_Set task_
Reproduce the passage of the decision tree walkthrough below word for word, starting at "We’ll put humidity" and ending at "on rain outlook.".

_Page text_
Gini(Outlook=Sunny and Temp.=Mild) = 1 – (1/2)² – (1/2)² = 1 – 0.25 – 0.25 = 0.5

Gini(Outlook=Sunny and Temp.) = (2/5)x0 + (1/5)x0 + (2/5)x0.5 = 0.2

Gini of humidity for sunny outlook

Humidity	Yes	No	Number of instances
High	0	3	3
Normal	2	0	2

Gini(Outlook=Sunny and Humidity=High) = 1 – (0/3)² – (3/3)² = 0

Gini(Outlook=Sunny and Humidity=Normal) = 1 – (2/2)² – (0/2)² = 0

Gini(Outlook=Sunny and Humidity) = (3/5)x0 + (2/5)x0 = 0

Gini of wind for sunny outlook

Wind	Yes	No	Number of instances
Weak	1	2	3
Strong	1	1	2

Gini(Outlook=Sunny and Wind=Weak) = 1 – (1/3)² – (2/3)² = 0.266

Gini(Outlook=Sunny and Wind=Strong) = 1- (1/2)² – (1/2)² = 0.2

Gini(Outlook=Sunny and Wind) = (3/5)x0.266 + (2/5)x0.2 = 0.466

Decision for sunny outlook

We’ve calculated gini index scores for feature when outlook is sunny. The winner is humidity because it has the lowest value.

Feature	Gini index
Temperature	0.2
Humidity	0
Wind	0.466

We’ll put humidity check at the extension of sunny outlook.

cart-step-3 — Sub datasets for high and normal humidity

As seen, decision is always no for high humidity and sunny outlook. On the other hand, decision will always be yes for normal humidity and sunny outlook. This branch is over.

cart-step-4 — Decisions for high and normal humidity

Now, we need to focus on rain outlook.

Rain outlook

Day	Outlook	Temp.	Humidity	Wind	Decision
4	Rain	Mild	High	Weak	Yes
5	Rain	Cool	Normal	Weak	Yes
6	Rain	Cool	Normal	Strong	No
10	Rain	Mild	Normal	Weak	Yes
14	Rain	Mild	High	Strong	No

We’ll calculate gini index scores for temperature, humidity and wind features when outlook is rain.

Gini of temprature for rain outlook

Temperature	Yes	No	Number of instances
Cool	1	1	2
Mild	2	1	3

Gini(Outlook=Rain and Temp.=Cool) = 1 – (1/2)² – (1/2)² = 0.5

Gini(Outlook=Rain and Temp.=Mild) = 1 – (2/3)² – (1/3)² = 0.444

Gini(Outlook=Rain and Temp.) = (2/5)x0.5 + (3/5)x0.444 = 0.466

Gini of humidity for rain outlook

Humidity	Yes	No	Number of instances
High	1	1	2
Normal	2	1	3

Gini(Outlook=Rain and Humidity=High) = 1 – (1/2)² – (1/2)² = 0.5

Gini(Outlook=Rain and Humidity=Normal) = 1 – (2/3)² – (1/3)² = 0.444

Gini(Outlook=Rain and Humidity) = (2/5)x0.5 + (3/5)x0.444 = 0.466

Gini of wind for rain outlook

Wind	Yes	No	Number of instances
Weak	3	0	3
Strong	0	2	2

Gini(Outlook=Rain and Wind=Weak) = 1 – (3/3)² – (0/3)² = 0

Gini(Outlook=Rain and Wind=Strong) = 1 – (0/2)² – (2/2)² = 0

Gini(Outlook=Rain and Wind) = (3/5)x0 + (2/5)x0 = 0

Decision for rain outlook

The winner is wind feature for rain outlook because it has the minimum gini index score in features.

Feature	Gini index
Temperature	0.466
Humidity	0.466
Wind	0

Put the wind feature for rain outlook branch and monitor the new sub data sets.

Extracted data entries

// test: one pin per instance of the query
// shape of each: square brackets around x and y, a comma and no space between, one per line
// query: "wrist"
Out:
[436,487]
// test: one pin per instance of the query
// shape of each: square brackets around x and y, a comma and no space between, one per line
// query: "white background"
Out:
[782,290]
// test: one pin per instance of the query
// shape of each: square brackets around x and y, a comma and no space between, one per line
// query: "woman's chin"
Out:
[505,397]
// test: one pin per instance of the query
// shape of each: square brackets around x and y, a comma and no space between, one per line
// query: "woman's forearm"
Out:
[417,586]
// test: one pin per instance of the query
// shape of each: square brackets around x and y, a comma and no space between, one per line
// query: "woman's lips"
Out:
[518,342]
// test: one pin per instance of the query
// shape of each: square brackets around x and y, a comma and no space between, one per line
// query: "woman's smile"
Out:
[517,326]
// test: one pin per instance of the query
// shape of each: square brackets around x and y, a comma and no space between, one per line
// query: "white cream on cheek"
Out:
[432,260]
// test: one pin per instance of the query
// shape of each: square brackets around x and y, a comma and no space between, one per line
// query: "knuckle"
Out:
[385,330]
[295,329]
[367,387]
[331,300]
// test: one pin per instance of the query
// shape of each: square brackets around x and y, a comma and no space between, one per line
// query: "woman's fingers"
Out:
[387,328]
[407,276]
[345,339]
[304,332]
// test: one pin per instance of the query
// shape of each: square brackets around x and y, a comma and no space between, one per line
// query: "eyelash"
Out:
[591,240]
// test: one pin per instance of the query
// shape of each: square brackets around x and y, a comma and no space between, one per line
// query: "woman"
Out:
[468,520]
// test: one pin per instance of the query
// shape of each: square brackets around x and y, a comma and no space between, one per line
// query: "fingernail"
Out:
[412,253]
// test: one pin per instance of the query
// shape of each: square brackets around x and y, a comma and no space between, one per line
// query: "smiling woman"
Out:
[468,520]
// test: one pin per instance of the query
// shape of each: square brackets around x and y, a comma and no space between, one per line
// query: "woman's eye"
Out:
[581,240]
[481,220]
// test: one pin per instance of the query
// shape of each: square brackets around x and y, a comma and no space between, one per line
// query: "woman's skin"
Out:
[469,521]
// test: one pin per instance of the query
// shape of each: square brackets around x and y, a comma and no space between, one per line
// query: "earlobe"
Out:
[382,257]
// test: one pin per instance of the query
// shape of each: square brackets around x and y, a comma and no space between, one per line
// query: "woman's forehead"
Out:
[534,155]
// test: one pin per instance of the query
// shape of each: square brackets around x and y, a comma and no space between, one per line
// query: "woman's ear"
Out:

_Solved problem_
We’ll put humidity check at the extension of sunny outlook.

cart-step-3 — Sub datasets for high and normal humidity

As seen, decision is always no for high humidity and sunny outlook. On the other hand, decision will always be yes for normal humidity and sunny outlook. This branch is over.

cart-step-4 — Decisions for high and normal humidity

Now, we need to focus on rain outlook.